▶ _Exercise brief_:
Write out the listing below word for word, keeping every line. Leave out the pictures.

▶ _Data for this exercise_:
━━━━━━━━━━

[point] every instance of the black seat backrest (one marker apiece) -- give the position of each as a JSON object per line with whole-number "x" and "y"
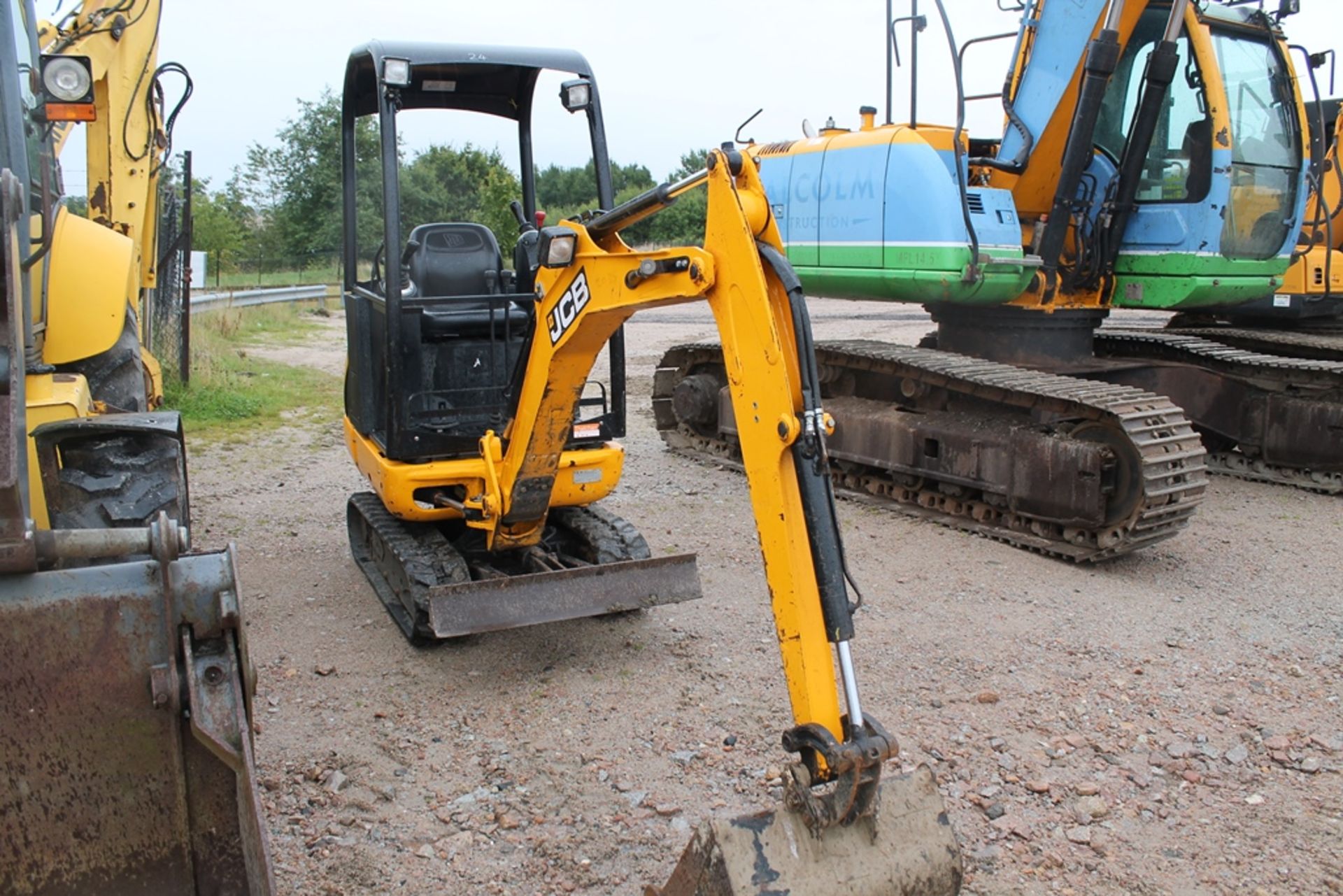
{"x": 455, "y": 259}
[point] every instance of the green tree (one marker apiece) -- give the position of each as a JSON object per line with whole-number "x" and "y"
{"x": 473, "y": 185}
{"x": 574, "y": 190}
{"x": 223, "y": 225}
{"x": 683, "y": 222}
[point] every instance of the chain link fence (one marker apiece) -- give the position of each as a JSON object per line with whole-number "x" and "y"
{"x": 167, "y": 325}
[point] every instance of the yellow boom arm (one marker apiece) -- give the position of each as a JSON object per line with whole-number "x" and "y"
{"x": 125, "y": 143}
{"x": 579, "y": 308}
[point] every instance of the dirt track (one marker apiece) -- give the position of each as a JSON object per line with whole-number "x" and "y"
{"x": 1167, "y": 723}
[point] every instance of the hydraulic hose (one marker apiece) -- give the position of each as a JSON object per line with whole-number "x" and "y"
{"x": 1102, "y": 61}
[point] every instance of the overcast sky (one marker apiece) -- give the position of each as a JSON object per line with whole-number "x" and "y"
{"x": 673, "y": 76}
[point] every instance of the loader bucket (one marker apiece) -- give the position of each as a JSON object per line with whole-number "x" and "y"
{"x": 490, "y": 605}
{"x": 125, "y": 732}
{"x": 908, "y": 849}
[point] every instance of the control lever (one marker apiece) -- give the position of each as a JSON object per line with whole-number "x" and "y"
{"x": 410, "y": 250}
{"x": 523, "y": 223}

━━━━━━━━━━

▶ _Answer to this task_:
[point] every instance of the black seat backrest (one marker apiece) -- give the position of each as a JSON object per line with whole-number "x" and "y"
{"x": 455, "y": 259}
[point] every instance of the green tree (one marker apiece) -- give the position of each as a JSON object per line with whole-number "x" and "y"
{"x": 473, "y": 185}
{"x": 574, "y": 190}
{"x": 223, "y": 225}
{"x": 683, "y": 222}
[point] every instance of the chain link fence (one marker apiece) -- give the position of each as a JSON object per line with whole-number "x" and "y"
{"x": 167, "y": 325}
[point] every instance of the yellow boom arm (one marker apiece) -- give the position of each as a JSON object per line with whole-number "x" and "y"
{"x": 125, "y": 143}
{"x": 579, "y": 308}
[point] every instance of the dirt track (one marker apiece) -- give the position of each as a JSON object per line with whole-number "x" and "y"
{"x": 1167, "y": 723}
[point] every instance of the hydraulic hose (one marker apiece) -- give the position of each as a JSON object per line with whole-number "x" and "y"
{"x": 1102, "y": 61}
[point] every instance of the overcast sky (one marker apiece) -- give the position of each as a JSON object per line with whole-number "x" and "y"
{"x": 673, "y": 76}
[point] every instance of the loader bucket (one marker apiece) -- give the position of each as a JSON object per line with whole-number "x" and "y"
{"x": 490, "y": 605}
{"x": 125, "y": 732}
{"x": 908, "y": 849}
[point] every instance of the control lever (one marker apiece) -- give the position of each as a JSON object per line with whole-number "x" and "y"
{"x": 410, "y": 250}
{"x": 523, "y": 223}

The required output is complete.